* _WHAT THE TASK REQUIRES_
Please write out the listing exactly, with nothing altered.

* _RECORDS PROVIDED_
------

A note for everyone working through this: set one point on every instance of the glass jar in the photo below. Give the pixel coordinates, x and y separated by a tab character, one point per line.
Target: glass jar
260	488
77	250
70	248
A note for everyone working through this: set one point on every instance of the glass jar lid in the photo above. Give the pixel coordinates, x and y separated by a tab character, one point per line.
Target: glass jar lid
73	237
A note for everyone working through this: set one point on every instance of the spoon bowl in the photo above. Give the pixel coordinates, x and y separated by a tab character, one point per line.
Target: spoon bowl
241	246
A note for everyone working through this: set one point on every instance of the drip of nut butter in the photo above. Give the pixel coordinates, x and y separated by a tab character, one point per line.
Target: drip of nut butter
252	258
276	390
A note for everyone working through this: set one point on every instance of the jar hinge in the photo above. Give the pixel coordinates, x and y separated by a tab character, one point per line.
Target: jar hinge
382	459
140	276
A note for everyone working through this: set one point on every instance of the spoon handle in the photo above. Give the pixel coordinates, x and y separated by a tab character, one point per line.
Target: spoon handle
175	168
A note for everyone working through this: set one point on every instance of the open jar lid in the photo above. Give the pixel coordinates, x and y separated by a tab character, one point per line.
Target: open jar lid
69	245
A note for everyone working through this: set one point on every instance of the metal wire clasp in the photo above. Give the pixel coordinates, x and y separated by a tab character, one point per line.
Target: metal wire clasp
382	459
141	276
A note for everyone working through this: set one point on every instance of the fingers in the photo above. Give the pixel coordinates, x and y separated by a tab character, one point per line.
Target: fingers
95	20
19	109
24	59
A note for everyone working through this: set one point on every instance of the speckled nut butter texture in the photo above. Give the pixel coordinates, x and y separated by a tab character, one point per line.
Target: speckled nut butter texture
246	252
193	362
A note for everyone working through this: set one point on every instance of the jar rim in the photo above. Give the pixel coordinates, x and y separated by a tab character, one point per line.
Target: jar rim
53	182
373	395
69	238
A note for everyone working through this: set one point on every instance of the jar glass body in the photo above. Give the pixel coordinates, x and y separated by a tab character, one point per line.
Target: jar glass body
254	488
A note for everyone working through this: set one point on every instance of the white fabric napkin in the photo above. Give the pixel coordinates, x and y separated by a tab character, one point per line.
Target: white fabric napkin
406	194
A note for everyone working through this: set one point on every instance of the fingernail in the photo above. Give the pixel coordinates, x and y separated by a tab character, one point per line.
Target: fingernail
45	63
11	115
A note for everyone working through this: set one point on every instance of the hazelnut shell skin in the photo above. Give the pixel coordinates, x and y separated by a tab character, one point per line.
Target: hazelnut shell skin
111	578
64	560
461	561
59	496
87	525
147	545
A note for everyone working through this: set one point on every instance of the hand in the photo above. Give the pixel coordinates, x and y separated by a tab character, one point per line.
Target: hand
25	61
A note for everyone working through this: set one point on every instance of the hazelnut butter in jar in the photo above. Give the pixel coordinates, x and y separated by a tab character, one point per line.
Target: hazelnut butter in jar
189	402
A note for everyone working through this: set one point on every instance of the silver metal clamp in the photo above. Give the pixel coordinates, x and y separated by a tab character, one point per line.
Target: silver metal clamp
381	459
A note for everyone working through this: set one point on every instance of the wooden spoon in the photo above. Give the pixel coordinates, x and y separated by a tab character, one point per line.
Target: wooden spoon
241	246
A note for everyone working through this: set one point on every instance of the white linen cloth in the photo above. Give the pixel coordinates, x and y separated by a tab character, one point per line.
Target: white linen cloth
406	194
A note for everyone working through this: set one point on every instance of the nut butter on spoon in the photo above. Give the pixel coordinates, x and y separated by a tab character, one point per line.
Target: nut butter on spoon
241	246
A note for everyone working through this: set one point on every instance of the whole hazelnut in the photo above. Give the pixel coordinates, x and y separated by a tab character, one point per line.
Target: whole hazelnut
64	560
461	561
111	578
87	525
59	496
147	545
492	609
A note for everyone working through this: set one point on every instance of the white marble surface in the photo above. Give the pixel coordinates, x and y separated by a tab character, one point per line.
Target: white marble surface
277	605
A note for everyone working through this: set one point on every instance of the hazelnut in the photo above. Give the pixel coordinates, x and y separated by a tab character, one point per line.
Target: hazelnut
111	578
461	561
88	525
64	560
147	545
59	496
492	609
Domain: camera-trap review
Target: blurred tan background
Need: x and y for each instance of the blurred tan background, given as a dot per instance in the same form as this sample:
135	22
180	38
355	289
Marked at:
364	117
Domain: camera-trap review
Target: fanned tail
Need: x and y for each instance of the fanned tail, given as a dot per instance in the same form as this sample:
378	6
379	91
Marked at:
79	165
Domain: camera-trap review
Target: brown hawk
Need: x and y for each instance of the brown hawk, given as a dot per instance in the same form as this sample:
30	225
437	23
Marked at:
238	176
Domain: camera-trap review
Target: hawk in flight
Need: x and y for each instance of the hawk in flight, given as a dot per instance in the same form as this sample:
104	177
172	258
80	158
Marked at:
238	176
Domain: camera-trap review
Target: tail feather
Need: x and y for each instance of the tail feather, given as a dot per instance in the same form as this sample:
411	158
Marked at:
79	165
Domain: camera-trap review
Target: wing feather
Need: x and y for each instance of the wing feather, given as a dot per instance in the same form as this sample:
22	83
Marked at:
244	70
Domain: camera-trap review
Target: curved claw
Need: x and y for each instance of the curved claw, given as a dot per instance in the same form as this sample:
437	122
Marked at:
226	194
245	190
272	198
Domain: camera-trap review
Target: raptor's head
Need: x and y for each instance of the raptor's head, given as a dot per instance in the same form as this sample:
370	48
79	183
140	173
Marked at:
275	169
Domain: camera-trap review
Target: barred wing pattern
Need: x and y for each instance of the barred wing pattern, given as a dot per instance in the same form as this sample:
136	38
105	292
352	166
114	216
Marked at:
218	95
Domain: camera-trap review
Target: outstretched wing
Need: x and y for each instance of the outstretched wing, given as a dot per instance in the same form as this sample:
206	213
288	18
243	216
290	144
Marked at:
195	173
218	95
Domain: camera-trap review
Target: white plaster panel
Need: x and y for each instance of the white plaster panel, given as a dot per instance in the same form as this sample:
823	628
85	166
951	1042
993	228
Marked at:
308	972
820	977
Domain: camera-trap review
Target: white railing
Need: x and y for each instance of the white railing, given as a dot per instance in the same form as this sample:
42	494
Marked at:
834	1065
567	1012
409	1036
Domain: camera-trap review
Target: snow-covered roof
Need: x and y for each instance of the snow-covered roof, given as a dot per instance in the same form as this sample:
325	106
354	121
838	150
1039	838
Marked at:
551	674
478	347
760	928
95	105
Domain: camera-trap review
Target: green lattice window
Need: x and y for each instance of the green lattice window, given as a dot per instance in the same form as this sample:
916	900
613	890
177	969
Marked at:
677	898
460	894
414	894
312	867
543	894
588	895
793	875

------

* _WRITTEN ANSWER_
A note for everyone working through this: set one point on every instance of the glass jar in the photo below. Give the pixel coordinates, x and y separated by a tab character, one point per line.
Target: glass jar
260	488
77	250
70	248
A note for everyone working through this: set one point on every instance of the glass jar lid in the photo above. Give the pixel coordinates, x and y separated by a tab character, one point per line.
Target: glass jar lid
73	237
A note for everyone working through this: set one point on every instance of the spoon bowl in the photo above. Give the pixel coordinates, x and y separated by a tab character, one point per line.
Target: spoon bowl
241	246
A note for everyone working through this: set one point on every instance of the drip of nut butter in the photo above. Give the pixel coordinates, x and y separated by a tab character, one point per line.
Target: drip of nut butter
252	258
276	390
A note for everyone working through this: set one point on every instance of the jar hinge in the photo above. Give the pixel coordinates, x and y separated by a tab character, one point per line.
Target: jar hinge
382	459
140	276
A note for everyone working through this: set one point on every instance of the spoon handle in the photo above. Give the pixel coordinates, x and y separated by a tab character, one point per line.
Target: spoon handle
175	168
A note for everyone working through this: set one point on every instance of the open jar lid in the photo above. Give the pixel coordinates, x and y separated by a tab character, one point per line.
Target: open jar lid
69	245
A note for everyone working through this: set one point on every instance of the metal wire clasp in the photo above. Give the pixel coordinates, x and y separated by a tab character, one point per line.
Target: metal wire clasp
382	459
141	276
A note for everyone working through this: set one point on every instance of the fingers in the photo above. Give the pixel coordinates, x and y separated by a tab character, one point per line.
Target: fingers
95	20
19	109
24	59
A note for everyone working through this: set one point on every instance of the speckled nut butter texture in the photo above. Give the pixel coordinates, x and y separated by a tab character, one point per line.
Target: speckled nut butter texture
246	252
193	362
A note for everyone working through this: set one point on every instance of the jar rim in the photo above. Give the pixel coordinates, x and y separated by a tab character, one point per line.
Target: jar rim
53	182
373	395
69	238
A note for everyone working through this: set one point on every instance of the jar glass body in the photo above. Give the pixel coordinates, x and y separated by a tab character, one point per line.
Target: jar glass body
254	488
A note for everyone working through this: set one point on every instance of the white fabric napkin in the photo above. Give the pixel coordinates, x and y separated by a tab character, one point per line.
Target: white fabric napkin
406	194
A note for everyone working through this: set one point on every instance of the fingernail in the photo above. Give the pixel coordinates, x and y separated by a tab character, one point per line.
Target: fingernail
45	63
11	115
A note for everyone working through this: set one point on every instance of the hazelnut shell skin in the photo above. Give the pixel coordinates, x and y separated by a tab character, one point per line.
Target: hazelnut shell skin
111	578
64	560
461	561
59	496
87	525
147	545
A note for everyone working through this: set one point on every instance of the hand in the photo above. Give the pixel coordinates, x and y separated by a tab character, one point per line.
Target: hand
25	61
A note for everyone working through this: set one point on every instance of the hazelnut butter in jar in the photo above. Give the pixel coordinates, x and y separated by a tab character, one point per line.
Target: hazelnut butter in jar
189	402
A note for everyone working through this: set one point on every instance of the silver metal clamp in the photo above. Give the pixel coordinates, x and y separated by a tab character, one point per line.
Target: silver metal clamp
381	459
A note for everyone working through this: set one point on every instance of the wooden spoon in the photo above. Give the pixel coordinates, x and y separated by a tab character, one point per line.
Target: wooden spoon
241	246
A note for everyone working through this: set one point on every instance of the white linen cloth in the photo above. Give the pixel coordinates, x and y separated by a tab character, one point per line.
Target: white linen cloth
406	194
A note for everyone working through this: set one point on every instance of the nut butter on spoon in the photo above. Give the pixel coordinates, x and y separated by a tab character, one point per line.
Target: nut butter on spoon
241	246
A note for everyone working through this: set one point on every instance of the whole hazelnut in the photo above. Give the pixel coordinates, x and y separated by a tab character, one point per line.
Target: whole hazelnut
64	560
461	561
111	578
87	525
59	496
147	545
492	609
A note for everyone working through this: set one point on every instance of the white marble surface in the photo above. Give the pixel coordinates, x and y separated by a tab character, one point per line.
Target: white marble surface
277	605
A note for everyone working through this: set one point on every instance of the hazelnut in the photo above. Give the pixel coordinates, x and y separated by a tab character, one point per line.
Target: hazelnut
111	578
461	561
88	525
64	560
147	545
59	496
492	609
Domain: camera-trap review
Target: blurred tan background
Need: x and y for each instance of the blurred tan background, given as a dot per instance in the same form as this sample:
135	22
180	38
355	289
Marked at:
364	117
Domain: camera-trap review
Target: fanned tail
Need: x and y for each instance of the fanned tail, given as a dot per instance in the same form as this sample:
378	6
379	91
Marked at:
79	165
Domain: camera-trap review
Target: brown hawk
Need: x and y for each instance of the brown hawk, given as a dot per instance in the same form as this sample:
30	225
437	23
Marked at:
238	176
Domain: camera-trap review
Target: hawk in flight
Need: x and y for each instance of the hawk in flight, given as a dot per instance in the same form as this sample:
104	177
172	258
80	158
Marked at:
238	176
Domain: camera-trap review
Target: tail feather
Need: x and y for each instance of the tail feather, given as a dot per instance in the same form as this sample:
411	158
Marked at:
79	165
Domain: camera-trap review
Target: wing feather
Need: x and y for each instance of the wing feather, given as a dot per instance in the same form as this sample:
22	83
Marked at:
244	70
Domain: camera-trap review
Target: curved claw
Need: x and y for each instance of the curved claw, given as a dot per instance in the same form as this sample:
437	122
Marked at:
226	194
245	190
272	198
Domain: camera-trap review
Target: raptor's head
Need: x and y for each instance of the raptor's head, given as a dot per instance in the same form as this sample:
370	48
79	183
140	173
Marked at:
275	169
Domain: camera-trap review
Target: barred wing pattern
Need: x and y for each instance of the barred wing pattern, given as a dot per instance in the same form as this sample:
136	38
105	292
352	166
114	216
Marked at:
218	95
Domain: camera-trap review
Target: outstretched wing
Need: x and y for each instance of the outstretched wing, given as a dot per instance in the same form as this sample:
206	213
288	18
243	216
290	144
Marked at:
195	173
218	95
Domain: camera-trap review
Target: white plaster panel
Need: x and y for each instance of the white plaster panel, given as a dot per instance in the same form as this sample:
823	628
85	166
951	1042
993	228
Marked at:
308	972
820	977
Domain: camera-trap review
Target: white railing
Need: x and y for each instance of the white railing, given as a dot per instance in the same form as this sample:
42	494
Marked at:
834	1065
567	1012
409	1036
Domain: camera-trap review
Target: snow-covered roof
Need: x and y for each instance of the snow-covered roof, given as a dot per instance in the same form as this sample:
325	106
354	121
838	150
1039	838
Marked at:
551	674
478	347
760	928
95	105
Domain: camera-trap review
Target: green lattice window
Need: x and y for each instance of the green lattice window, given as a dot per instance in the same form as this sample:
916	900
613	890
177	969
Marked at:
677	898
460	894
414	894
312	867
543	894
588	895
793	875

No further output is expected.